= Task goal =
Below are records; the lines starting at the one with "Give a dot for each instance of the overgrown" and ending at the one with "<point>61,441</point>" must be reproduced exactly, both included. Pictures must not appear.
[Task material]
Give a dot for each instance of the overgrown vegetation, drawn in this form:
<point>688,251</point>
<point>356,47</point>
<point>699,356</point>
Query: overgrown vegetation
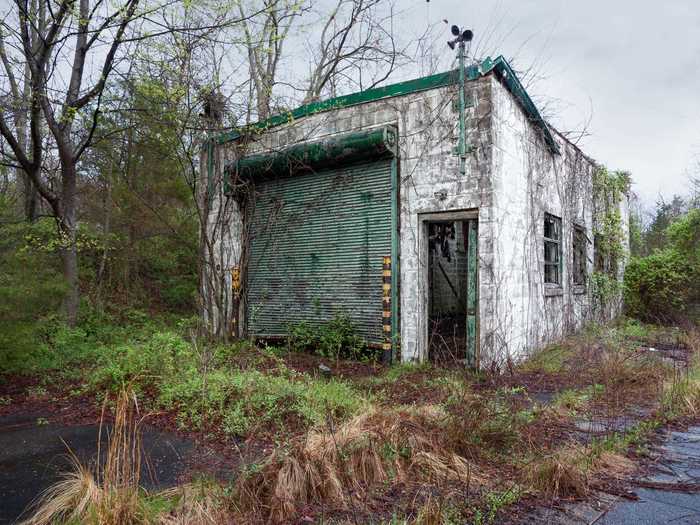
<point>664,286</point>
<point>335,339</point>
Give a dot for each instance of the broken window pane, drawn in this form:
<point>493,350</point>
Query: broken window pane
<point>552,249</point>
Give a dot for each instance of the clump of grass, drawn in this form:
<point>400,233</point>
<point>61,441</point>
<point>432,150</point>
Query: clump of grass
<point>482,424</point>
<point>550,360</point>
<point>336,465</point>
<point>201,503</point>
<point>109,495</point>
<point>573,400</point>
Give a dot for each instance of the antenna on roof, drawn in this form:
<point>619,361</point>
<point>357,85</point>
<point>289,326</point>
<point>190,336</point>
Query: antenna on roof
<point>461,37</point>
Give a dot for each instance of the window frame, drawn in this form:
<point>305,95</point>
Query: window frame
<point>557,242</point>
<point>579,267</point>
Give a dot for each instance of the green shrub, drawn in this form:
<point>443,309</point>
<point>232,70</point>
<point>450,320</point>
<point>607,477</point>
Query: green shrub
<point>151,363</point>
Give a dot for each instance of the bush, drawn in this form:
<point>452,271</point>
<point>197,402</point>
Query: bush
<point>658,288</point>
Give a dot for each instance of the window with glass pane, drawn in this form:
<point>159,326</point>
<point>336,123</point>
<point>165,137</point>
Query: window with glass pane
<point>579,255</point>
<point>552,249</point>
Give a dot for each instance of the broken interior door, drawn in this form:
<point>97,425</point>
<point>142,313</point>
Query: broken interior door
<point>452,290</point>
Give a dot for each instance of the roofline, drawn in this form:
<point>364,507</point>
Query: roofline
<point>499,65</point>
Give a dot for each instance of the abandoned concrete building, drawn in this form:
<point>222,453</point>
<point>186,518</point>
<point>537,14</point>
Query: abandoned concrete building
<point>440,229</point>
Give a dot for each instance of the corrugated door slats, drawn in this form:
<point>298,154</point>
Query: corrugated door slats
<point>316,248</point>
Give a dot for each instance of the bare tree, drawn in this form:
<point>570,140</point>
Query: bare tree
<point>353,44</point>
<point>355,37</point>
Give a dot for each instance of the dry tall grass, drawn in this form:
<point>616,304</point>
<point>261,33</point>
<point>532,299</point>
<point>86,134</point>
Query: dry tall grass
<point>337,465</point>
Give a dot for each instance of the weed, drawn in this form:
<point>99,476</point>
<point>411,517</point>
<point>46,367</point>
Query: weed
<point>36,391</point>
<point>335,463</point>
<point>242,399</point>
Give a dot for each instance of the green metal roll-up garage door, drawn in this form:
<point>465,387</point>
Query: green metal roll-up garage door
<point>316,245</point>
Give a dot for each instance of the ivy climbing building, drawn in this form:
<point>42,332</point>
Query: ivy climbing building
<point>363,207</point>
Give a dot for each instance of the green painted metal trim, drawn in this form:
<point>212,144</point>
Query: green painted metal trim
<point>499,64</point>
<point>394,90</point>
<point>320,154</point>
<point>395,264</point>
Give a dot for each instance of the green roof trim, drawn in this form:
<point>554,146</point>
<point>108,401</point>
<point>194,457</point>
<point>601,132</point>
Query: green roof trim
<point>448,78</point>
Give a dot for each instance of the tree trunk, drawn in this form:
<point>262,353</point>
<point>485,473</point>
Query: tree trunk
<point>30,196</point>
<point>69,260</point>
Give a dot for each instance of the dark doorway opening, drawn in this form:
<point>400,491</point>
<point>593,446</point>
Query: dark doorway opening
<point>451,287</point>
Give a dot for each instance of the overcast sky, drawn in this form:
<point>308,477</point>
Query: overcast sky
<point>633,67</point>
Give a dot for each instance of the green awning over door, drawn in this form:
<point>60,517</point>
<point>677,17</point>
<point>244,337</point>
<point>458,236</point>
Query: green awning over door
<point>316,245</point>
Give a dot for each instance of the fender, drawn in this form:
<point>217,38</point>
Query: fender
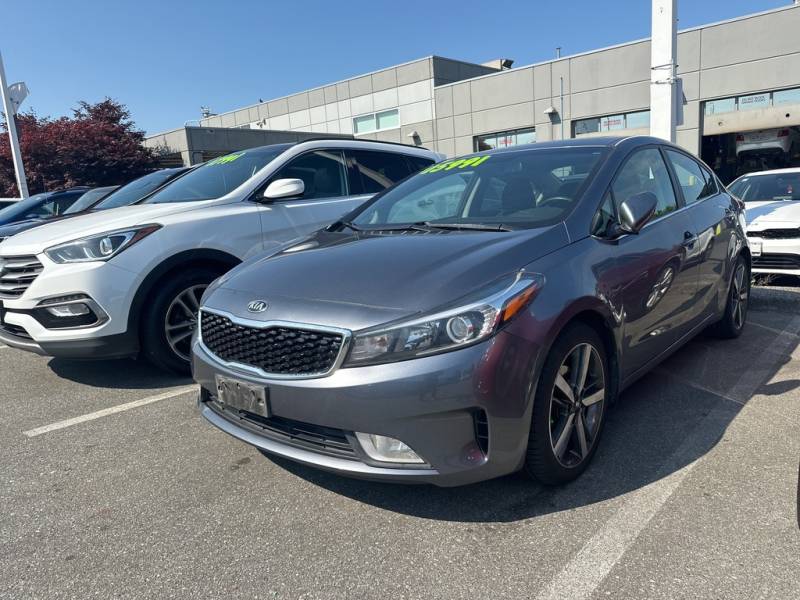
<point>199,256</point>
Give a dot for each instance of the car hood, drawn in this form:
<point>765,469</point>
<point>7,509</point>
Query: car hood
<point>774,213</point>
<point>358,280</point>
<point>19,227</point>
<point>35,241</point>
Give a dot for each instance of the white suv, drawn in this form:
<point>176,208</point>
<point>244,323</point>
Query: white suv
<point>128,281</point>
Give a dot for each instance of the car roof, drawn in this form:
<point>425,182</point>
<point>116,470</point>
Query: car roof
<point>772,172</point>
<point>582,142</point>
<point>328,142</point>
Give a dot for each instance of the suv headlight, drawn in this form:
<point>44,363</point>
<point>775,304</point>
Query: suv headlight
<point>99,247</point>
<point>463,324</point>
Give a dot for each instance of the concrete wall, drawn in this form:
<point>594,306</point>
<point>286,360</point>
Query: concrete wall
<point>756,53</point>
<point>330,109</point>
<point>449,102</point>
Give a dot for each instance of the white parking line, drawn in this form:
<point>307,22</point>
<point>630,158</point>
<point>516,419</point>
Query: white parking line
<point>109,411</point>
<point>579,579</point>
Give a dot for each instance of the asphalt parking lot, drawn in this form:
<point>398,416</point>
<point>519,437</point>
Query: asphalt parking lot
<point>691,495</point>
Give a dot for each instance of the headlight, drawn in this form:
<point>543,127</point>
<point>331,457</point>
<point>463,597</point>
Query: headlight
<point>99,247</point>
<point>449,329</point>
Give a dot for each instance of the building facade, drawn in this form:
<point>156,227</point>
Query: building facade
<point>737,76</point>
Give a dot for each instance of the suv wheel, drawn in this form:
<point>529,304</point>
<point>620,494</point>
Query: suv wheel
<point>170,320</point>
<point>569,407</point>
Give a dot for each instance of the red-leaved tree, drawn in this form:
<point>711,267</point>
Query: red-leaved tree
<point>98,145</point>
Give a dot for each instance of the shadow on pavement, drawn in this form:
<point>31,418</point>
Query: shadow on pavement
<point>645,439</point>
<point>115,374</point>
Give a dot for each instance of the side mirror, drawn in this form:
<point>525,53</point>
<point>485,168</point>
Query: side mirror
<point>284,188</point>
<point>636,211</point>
[/Task material]
[Task material]
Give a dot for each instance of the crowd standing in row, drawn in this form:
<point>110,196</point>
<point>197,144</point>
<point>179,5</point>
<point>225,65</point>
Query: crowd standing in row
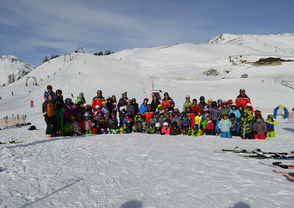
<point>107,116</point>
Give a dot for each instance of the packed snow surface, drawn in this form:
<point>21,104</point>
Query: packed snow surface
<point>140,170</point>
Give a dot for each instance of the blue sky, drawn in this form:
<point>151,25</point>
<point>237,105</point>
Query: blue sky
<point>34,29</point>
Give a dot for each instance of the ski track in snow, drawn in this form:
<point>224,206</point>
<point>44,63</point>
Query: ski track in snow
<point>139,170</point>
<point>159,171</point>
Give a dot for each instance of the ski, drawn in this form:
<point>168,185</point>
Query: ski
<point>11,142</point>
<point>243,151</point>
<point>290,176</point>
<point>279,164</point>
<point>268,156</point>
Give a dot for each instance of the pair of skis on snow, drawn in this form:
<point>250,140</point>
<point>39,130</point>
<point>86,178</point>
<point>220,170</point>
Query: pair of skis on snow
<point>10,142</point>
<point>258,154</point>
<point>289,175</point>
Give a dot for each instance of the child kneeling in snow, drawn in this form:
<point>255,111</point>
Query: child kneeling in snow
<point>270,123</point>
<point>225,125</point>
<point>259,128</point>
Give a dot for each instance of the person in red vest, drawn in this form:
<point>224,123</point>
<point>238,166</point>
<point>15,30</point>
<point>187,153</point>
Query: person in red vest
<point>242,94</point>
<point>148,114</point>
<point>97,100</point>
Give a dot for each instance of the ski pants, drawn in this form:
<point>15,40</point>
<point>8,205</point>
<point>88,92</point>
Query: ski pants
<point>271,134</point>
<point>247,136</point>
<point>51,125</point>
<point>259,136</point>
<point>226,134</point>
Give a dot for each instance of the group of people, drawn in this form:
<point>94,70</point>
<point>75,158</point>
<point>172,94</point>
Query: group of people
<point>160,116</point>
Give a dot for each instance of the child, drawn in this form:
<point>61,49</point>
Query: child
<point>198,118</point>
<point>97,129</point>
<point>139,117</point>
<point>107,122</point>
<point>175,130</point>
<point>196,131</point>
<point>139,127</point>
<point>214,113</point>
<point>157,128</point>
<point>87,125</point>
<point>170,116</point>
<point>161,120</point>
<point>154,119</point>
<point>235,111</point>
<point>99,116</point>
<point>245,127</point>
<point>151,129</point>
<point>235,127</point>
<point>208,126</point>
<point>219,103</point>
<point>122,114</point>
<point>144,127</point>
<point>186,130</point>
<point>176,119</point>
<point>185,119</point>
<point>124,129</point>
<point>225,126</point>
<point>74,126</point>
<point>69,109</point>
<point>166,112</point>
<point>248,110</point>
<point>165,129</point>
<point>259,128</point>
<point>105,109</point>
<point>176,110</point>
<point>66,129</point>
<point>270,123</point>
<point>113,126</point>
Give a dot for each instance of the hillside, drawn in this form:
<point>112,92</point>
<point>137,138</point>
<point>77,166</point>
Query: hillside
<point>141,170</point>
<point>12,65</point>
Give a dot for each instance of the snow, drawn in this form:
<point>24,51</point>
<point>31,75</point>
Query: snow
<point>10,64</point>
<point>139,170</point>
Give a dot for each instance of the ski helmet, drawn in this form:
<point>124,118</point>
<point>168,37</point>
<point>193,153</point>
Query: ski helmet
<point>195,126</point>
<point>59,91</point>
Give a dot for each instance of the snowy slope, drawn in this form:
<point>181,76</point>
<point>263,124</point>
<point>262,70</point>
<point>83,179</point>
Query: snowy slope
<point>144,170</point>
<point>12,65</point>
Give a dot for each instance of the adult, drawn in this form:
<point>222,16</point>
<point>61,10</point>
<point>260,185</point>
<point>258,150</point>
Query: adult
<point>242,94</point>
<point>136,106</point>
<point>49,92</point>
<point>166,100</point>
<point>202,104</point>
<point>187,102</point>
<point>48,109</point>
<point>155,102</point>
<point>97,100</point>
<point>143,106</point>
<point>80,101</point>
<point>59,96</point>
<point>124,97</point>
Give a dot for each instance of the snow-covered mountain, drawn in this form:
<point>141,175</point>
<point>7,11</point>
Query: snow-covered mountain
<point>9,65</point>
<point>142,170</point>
[/Task material]
= The answer =
Give a dot for each instance of the overgrown vegetation, drawn in this form:
<point>688,251</point>
<point>356,47</point>
<point>699,356</point>
Query: overgrown vegetation
<point>664,286</point>
<point>335,339</point>
Give a dot for each instance of the broken window pane, drawn in this form:
<point>493,350</point>
Query: broken window pane
<point>552,249</point>
Give a dot for each instance of the clump of grass, drawn in this form:
<point>400,233</point>
<point>61,441</point>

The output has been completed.